[EXERCISE GOAL]
Print every line below. Match each one exactly.

::::::::

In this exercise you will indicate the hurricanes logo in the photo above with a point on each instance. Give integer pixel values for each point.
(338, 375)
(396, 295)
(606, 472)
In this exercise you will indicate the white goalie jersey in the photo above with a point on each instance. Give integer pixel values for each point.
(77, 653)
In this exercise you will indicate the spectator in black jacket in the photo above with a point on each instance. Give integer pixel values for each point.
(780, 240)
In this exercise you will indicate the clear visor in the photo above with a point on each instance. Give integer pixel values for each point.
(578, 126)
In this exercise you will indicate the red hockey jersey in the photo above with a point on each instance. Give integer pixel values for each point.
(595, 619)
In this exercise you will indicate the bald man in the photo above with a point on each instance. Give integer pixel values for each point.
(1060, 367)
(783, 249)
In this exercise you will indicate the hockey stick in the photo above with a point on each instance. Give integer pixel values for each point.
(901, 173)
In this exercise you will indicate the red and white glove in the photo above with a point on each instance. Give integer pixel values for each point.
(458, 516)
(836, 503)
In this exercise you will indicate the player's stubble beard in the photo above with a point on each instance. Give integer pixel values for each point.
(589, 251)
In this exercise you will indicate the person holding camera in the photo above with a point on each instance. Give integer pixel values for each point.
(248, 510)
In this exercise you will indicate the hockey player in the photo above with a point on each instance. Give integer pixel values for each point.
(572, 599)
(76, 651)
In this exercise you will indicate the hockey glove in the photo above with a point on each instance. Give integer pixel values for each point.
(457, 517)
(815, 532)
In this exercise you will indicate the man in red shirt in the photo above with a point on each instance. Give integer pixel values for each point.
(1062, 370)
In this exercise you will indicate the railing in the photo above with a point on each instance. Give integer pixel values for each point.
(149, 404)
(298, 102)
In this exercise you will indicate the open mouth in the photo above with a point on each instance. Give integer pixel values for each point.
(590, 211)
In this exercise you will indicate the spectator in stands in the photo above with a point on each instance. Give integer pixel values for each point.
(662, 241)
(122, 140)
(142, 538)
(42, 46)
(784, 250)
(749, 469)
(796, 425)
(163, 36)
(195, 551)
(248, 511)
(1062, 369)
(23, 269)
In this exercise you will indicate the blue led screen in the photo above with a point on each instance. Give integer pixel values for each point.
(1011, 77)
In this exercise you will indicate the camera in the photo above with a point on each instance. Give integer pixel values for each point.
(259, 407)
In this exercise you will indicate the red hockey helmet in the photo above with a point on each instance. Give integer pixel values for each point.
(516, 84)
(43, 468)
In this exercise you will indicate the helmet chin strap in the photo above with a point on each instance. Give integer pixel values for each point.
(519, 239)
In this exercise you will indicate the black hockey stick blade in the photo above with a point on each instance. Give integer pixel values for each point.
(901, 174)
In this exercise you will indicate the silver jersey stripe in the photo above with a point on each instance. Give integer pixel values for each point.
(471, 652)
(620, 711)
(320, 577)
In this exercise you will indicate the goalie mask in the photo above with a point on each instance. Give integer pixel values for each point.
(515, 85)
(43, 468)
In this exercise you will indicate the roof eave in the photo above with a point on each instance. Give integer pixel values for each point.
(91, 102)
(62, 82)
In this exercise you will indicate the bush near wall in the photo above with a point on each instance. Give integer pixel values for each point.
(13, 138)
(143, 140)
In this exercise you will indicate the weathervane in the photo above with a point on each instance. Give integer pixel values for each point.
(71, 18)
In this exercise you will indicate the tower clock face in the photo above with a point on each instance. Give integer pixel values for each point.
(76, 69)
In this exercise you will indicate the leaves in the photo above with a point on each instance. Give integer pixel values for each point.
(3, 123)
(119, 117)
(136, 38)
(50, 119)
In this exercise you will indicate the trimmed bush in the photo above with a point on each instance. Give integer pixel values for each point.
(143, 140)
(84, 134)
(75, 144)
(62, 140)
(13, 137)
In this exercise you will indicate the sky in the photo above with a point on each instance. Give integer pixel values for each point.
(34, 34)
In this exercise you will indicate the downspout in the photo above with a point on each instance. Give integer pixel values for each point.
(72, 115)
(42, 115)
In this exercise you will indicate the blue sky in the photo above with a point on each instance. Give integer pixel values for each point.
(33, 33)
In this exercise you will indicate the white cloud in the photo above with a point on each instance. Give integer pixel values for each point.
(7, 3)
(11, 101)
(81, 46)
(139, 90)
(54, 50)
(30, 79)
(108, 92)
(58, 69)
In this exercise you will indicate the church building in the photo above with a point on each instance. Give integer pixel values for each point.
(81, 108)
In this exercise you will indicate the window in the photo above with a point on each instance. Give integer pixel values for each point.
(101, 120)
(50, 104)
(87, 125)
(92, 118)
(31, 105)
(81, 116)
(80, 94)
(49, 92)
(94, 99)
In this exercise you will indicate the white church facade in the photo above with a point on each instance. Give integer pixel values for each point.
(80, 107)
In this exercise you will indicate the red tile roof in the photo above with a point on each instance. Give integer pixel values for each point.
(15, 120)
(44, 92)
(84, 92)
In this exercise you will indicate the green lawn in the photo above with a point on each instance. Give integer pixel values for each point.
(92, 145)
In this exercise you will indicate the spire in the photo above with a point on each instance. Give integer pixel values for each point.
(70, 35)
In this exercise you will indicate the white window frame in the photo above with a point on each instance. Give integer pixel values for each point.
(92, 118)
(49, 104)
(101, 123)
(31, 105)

::::::::

[OUTPUT FOR THIS EXERCISE]
In this exercise you will indicate the hurricanes logo in the photo above with a point on each instance. Give integer pixel values for each point.
(338, 375)
(396, 295)
(606, 472)
In this exercise you will indicate the white goalie jersey in the photo above with a point on each instance. Give integer pixel values for each point.
(77, 653)
In this exercise you will indicate the spectator in black jacket in the photo above with a point on each instance. Give integer pixel values for each point.
(780, 240)
In this exercise you will indicate the clear visor in the photo above with a point on each instance. Give integer pixel values for each point.
(578, 126)
In this exercise you will indicate the red hockey jersey in the photo above with a point on each instance. Give integer pixel values for each point.
(595, 619)
In this exercise you will indicate the bald man in the photo above with a point on each instance. Give integer pixel values for each point.
(1060, 367)
(783, 249)
In this exercise you will indicate the hockey stick in the photo above with a point on each instance. Give integer pixel values for each point.
(901, 173)
In this exercise you will indicate the red and white glove in the photo above with a point on each instance. Give integer pixel values for each point.
(458, 516)
(836, 503)
In this exercise you will indicate the player's stubble beard in the photo above with a point on each instance. Give integer pixel values for each point.
(589, 251)
In this exercise you will indicate the person holding camera in the photo above with a point on each instance. Give integer pixel values for each point.
(248, 510)
In this exercise you will indicate the hockey player in the photo above with a point on each instance. Give integer pixel values for each point.
(572, 599)
(76, 651)
In this exercise you will indicate the hockey glove in the photo above with a point on each instance. Give integer pixel values for each point.
(457, 517)
(815, 532)
In this exercise you will indicate the man in red shirt in the photo above with a point on each instance. Give integer pixel values for each point.
(1062, 370)
In this exercise you will indicate the railing in the photo above with a point on each instance. Give integer pixel values for each point.
(149, 404)
(298, 102)
In this exercise you will indicate the open mouth in the photo above with a point on each instance. Give integer pixel values for each point.
(590, 211)
In this exercise you will indicate the spectator in stands in the photo above with a point on each instance. Give integer pixel values for each point.
(662, 241)
(122, 140)
(142, 538)
(42, 46)
(784, 250)
(749, 469)
(796, 425)
(163, 36)
(195, 551)
(248, 511)
(1062, 369)
(23, 269)
In this exercise you will indicate the blue led screen in the photo above with a point on each instance. Give integer pixel values for each point.
(1011, 77)
In this exercise you will indicate the camera in the photo above with a point on each instance. Give integer pixel values for each point.
(259, 407)
In this exercise you will indicate the red hockey helmet in the photo above with a point on each instance. Give integer pixel values for each point.
(516, 84)
(43, 468)
In this exercise you will indicate the helmet chin strap in the photo above with a point on each instance. Give integer pixel values for each point.
(519, 239)
In this exercise you will indicate the black hockey stick blade in the photo above with a point on each instance. Give integer pixel values for each point.
(901, 174)
In this exercise you will indicate the silver jersey stripe in the photo above with a point on each instance. Give integer pixel values for each point.
(471, 652)
(620, 711)
(320, 577)
In this exercise you will indicate the goalie mask in the photo above with a point on each instance. Give integer pixel values for each point.
(515, 85)
(43, 468)
In this exercise you will indicate the roof eave in the photo above with a point on each instance. Give integer pixel values for each point.
(91, 102)
(62, 82)
In this exercise you will indicate the bush near wall in the photo above with a point on each instance. Give integer pixel values for each point.
(13, 138)
(143, 140)
In this exercise you will indicate the weathervane in the photo above with a point on each instance. Give integer pixel values for each point.
(71, 18)
In this exercise you will indicate the tower clock face in the photo above with a point on each instance. Give integer pixel values for each point.
(76, 69)
In this exercise you will indicate the leaves in the photo above with a point on each instance. Give integer pixel values for each point.
(3, 123)
(119, 117)
(136, 38)
(50, 119)
In this exercise you will indicate the trimmed bush in the photo above with a point on each instance. Give integer pixel values for each point.
(143, 140)
(84, 134)
(75, 144)
(62, 140)
(13, 137)
In this exercise you will indicate the sky in the photo above with a point on each instance. Give integer pixel values for each point.
(34, 34)
In this exercise you will indicate the downspout in the photo above with a point on each instance. Give integer pixel values for each point.
(72, 115)
(42, 115)
In this exercise you will indicate the blue sky in the photo above with a point on each instance. Give integer pixel values for each point.
(33, 33)
In this exercise you will indicate the white cloud in the photo above with a point on each instance. Give integer pixel values for each point.
(7, 3)
(11, 101)
(81, 46)
(139, 90)
(54, 50)
(30, 79)
(108, 92)
(58, 69)
In this exercise you will indicate the church building in the photo above with a point on each instance. Give integer pixel values for each point.
(81, 108)
In this exercise you will indicate the window in the photo above with a point on each instance. Give integer pixel values for each point.
(101, 120)
(50, 104)
(87, 125)
(92, 118)
(31, 105)
(81, 116)
(80, 94)
(49, 92)
(94, 99)
In this exercise you will indicate the white church facade in the photo above with a point on each instance. Give integer pixel values for each point.
(80, 107)
In this exercise you will indicate the red tile roof in the photo above with a point on each instance. Give integer pixel values for each point.
(15, 120)
(44, 92)
(84, 92)
In this exercise you will indicate the green lawn in the photo above with a point on each instance. Give integer pixel values for each point.
(92, 145)
In this exercise you will indicate the spire in the photo above with a point on each instance. Give integer pixel values for each point.
(70, 35)
In this exercise you will indicate the white window frame in the photo above with a point on each instance. Give integer pixel values for each point.
(92, 118)
(49, 104)
(101, 123)
(31, 105)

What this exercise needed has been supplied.